● **Task details**
From the entries below, copy out every line with "gutter" in it.

● **Given data**
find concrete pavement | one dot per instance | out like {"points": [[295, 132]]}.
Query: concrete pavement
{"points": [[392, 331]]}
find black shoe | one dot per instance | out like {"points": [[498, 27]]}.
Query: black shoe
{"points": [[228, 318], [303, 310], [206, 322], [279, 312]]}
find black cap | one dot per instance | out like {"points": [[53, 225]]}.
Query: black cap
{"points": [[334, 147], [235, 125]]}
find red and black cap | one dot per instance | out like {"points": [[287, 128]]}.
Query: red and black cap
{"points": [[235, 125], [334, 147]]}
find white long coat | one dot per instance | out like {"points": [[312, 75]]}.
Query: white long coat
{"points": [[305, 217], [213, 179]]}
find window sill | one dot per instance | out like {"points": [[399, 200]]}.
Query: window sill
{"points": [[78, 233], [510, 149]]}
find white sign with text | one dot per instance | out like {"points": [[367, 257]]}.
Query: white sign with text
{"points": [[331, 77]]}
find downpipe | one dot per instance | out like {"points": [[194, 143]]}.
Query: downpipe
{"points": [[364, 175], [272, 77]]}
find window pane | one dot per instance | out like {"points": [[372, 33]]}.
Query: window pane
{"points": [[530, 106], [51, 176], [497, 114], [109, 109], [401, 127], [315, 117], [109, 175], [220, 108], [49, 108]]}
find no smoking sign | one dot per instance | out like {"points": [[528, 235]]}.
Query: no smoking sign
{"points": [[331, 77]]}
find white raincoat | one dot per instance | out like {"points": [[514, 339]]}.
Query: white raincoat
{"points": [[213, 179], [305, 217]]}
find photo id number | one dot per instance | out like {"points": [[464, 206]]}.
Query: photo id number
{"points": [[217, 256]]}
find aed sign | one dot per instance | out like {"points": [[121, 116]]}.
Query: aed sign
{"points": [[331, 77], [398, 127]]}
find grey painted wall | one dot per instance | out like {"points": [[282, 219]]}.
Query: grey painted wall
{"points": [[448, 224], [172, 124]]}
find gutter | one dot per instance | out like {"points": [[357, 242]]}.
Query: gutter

● **Reply to the exercise**
find gutter | one dot per instance | out like {"points": [[357, 242]]}.
Query: gutter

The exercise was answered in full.